• [TASK DETAILS]
The data below should be duplicated in full, unchanged.

• [DATASET ENTRIES]
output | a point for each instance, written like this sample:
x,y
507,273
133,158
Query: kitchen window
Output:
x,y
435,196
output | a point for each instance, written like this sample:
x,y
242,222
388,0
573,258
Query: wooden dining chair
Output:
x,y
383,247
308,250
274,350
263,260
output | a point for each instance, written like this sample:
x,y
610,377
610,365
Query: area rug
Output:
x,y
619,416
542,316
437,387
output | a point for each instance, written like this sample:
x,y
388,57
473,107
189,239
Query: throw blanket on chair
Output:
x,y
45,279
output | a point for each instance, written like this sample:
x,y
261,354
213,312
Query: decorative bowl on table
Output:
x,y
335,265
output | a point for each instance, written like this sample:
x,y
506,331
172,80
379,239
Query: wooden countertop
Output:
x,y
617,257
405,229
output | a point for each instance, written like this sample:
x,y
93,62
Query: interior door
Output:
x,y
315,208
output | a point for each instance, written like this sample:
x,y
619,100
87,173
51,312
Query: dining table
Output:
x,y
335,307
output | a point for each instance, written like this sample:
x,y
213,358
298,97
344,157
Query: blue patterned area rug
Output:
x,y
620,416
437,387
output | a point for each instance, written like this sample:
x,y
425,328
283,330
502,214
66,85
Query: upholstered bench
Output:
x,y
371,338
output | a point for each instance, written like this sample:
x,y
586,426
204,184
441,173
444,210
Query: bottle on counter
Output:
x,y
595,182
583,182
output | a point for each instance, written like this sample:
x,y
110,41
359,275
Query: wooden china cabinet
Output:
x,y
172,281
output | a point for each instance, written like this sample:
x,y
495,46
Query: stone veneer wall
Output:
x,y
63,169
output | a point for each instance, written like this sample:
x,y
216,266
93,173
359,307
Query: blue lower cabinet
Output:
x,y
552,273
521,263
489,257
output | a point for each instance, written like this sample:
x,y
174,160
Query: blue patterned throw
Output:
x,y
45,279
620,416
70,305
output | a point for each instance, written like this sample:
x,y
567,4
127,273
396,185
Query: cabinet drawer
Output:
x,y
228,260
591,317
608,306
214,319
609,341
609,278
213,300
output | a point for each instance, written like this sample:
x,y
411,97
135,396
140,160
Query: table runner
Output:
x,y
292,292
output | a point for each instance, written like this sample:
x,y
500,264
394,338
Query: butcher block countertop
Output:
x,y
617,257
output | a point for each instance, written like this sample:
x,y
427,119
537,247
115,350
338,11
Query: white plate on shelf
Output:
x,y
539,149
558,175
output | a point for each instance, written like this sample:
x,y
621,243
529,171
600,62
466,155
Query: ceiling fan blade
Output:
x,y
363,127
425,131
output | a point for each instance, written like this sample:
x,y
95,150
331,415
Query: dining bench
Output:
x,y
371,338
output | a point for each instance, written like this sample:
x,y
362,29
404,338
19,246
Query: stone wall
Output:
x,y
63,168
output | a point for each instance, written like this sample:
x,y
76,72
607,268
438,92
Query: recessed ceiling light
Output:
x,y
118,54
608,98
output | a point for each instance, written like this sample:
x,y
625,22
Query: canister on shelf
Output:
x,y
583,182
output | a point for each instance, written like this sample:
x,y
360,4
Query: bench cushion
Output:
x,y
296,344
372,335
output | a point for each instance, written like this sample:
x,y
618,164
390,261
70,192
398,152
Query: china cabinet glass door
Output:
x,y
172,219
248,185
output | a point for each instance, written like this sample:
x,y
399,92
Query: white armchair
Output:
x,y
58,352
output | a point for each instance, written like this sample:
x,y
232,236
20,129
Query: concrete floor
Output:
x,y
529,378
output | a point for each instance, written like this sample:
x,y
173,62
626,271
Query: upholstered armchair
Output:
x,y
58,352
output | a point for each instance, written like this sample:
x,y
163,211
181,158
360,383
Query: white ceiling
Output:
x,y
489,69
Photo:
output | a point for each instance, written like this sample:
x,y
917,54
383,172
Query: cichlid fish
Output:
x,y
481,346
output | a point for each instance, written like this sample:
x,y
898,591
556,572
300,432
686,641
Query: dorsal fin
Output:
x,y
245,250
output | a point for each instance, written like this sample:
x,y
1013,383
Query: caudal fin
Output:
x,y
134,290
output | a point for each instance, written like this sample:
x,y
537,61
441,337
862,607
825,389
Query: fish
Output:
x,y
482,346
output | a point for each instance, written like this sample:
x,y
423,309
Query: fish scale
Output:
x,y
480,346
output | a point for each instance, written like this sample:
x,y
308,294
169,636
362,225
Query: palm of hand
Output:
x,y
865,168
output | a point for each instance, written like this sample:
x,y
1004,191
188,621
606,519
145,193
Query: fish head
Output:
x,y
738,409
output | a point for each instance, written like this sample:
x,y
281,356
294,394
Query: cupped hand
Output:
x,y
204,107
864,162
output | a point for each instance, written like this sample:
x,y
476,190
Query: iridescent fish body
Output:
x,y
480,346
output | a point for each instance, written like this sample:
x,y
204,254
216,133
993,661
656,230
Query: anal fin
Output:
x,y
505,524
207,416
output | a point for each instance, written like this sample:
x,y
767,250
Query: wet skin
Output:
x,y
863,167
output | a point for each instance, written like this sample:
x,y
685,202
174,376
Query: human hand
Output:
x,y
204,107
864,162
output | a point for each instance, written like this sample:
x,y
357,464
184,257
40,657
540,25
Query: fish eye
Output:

• [TASK RESULT]
output | a point for each instance, written like this sample:
x,y
507,273
133,158
Query: kitchen window
Output:
x,y
435,196
output | a point for each instance, written like this sample:
x,y
242,222
388,0
573,258
Query: wooden dining chair
Output:
x,y
383,247
308,250
274,350
263,260
output | a point for each instance, written like this sample:
x,y
610,377
610,365
Query: area rug
Output:
x,y
619,416
542,316
437,387
output | a point for each instance, written like this sample:
x,y
388,57
473,107
189,239
Query: throw blanket on chair
Output:
x,y
45,279
output | a point for each instance, written like this sample:
x,y
261,354
213,312
Query: decorative bowl on table
Output:
x,y
335,265
output | a point for each instance, written like this sample:
x,y
506,331
172,80
379,239
Query: wooden countertop
Output:
x,y
617,257
405,229
output | a point for each instance, written like this sample:
x,y
93,62
Query: interior door
Output:
x,y
315,208
output | a point for each instance, written like this sample:
x,y
619,100
87,173
51,312
Query: dining table
Output:
x,y
335,307
output | a point for each instance, written like this sample:
x,y
213,358
298,97
344,157
Query: blue patterned area rug
Output:
x,y
620,416
437,387
output | a point for each instance, written like this sample:
x,y
425,328
283,330
502,214
66,85
Query: upholstered bench
Output:
x,y
371,338
output | a point for each instance, written like this sample:
x,y
586,426
204,184
441,173
444,210
Query: bottle on counter
Output:
x,y
595,182
583,182
output | a point for each instance, written like this sample:
x,y
110,41
359,275
Query: wooden china cabinet
Output:
x,y
172,281
output | a point for each instance, written like this sample:
x,y
495,46
Query: stone veneer wall
Output:
x,y
63,169
output | a point for each instance, written like this sample:
x,y
216,266
93,173
359,307
Query: blue lower cabinet
Output:
x,y
552,273
521,263
489,257
output | a point for each instance, written like this sample:
x,y
174,160
Query: blue patterned throw
Output:
x,y
45,279
620,416
70,305
output | a point for each instance, written like this sample:
x,y
567,4
127,273
396,185
Query: cabinet drawer
Output:
x,y
228,260
591,317
608,306
214,319
609,341
609,278
213,300
output | a point for each instance, written like this sample:
x,y
411,97
135,396
140,160
Query: table runner
Output:
x,y
292,292
output | a point for each instance, written like this sample:
x,y
500,264
394,338
Query: butcher block countertop
Output:
x,y
617,257
output | a point for each instance, written like this sample:
x,y
427,119
537,247
115,350
338,11
Query: white plate on shelf
Output:
x,y
539,149
558,175
output | a point for each instance, written like this sample:
x,y
621,243
529,171
600,62
466,155
Query: ceiling fan blade
Output:
x,y
363,127
425,131
output | a point for each instance, written like this sample:
x,y
95,150
331,415
Query: dining bench
Output:
x,y
371,338
output | a point for each instance, written like this sample:
x,y
362,29
404,338
19,246
Query: stone wall
Output:
x,y
63,168
output | a point for each instance, written like this sample:
x,y
76,72
607,268
438,92
Query: recessed ceiling light
Output:
x,y
118,54
608,98
output | a point for each instance, written like this sample:
x,y
625,22
Query: canister on shelf
Output:
x,y
583,182
output | a point for each instance, written like this sample:
x,y
360,4
Query: bench cushion
Output:
x,y
296,344
372,335
output | a point for each instance, written like this sample:
x,y
618,164
390,261
70,192
398,152
Query: china cabinet glass door
Output:
x,y
172,219
248,185
output | a point for each instance, written like this sample:
x,y
399,92
Query: white armchair
Output:
x,y
58,352
output | a point for each instance, written like this sample:
x,y
232,236
20,129
Query: concrete floor
Output:
x,y
529,378
output | a point for each instance, written like this sample:
x,y
173,62
626,271
Query: upholstered armchair
Output:
x,y
58,352
output | a point for each instance, written like this sample:
x,y
163,211
181,158
360,383
Query: white ceiling
Output:
x,y
489,69
Photo:
output | a point for each instance, written like this sample:
x,y
917,54
383,172
Query: cichlid fish
Output:
x,y
481,346
output | a point for each instance, written like this sample:
x,y
898,591
556,572
300,432
686,641
Query: dorsal fin
Output:
x,y
245,250
output | a point for each instance, written like this sample:
x,y
1013,383
Query: caudal fin
Output:
x,y
134,290
output | a point for each instance, written like this sample:
x,y
537,61
441,337
862,607
825,389
Query: fish
Output:
x,y
482,346
output | a point for each instance, written like this sample:
x,y
423,309
Query: fish scale
Output:
x,y
480,346
output | a point for each instance, written like this sample:
x,y
308,294
169,636
362,225
Query: palm of hand
Output:
x,y
865,168
output | a point for each instance, written like this sample:
x,y
1004,191
188,621
606,519
145,193
Query: fish head
Output:
x,y
738,409
output | a point for each instance, written like this sample:
x,y
281,356
294,394
Query: cupped hand
Output:
x,y
204,107
864,162
output | a point for each instance, written like this sample:
x,y
476,190
Query: iridescent fish body
Output:
x,y
480,346
output | a point for each instance, written like this sample:
x,y
204,254
216,133
993,661
656,230
Query: anal fin
Output:
x,y
505,524
207,416
output | a point for each instance, written like this sample:
x,y
767,250
Query: wet skin
Output:
x,y
863,167
output | a point for each instance, written like this sample:
x,y
685,202
174,376
Query: human hand
Output:
x,y
204,107
864,162
output | a point for each instance, written like this sample:
x,y
357,464
184,257
40,657
540,25
Query: fish eye
Output:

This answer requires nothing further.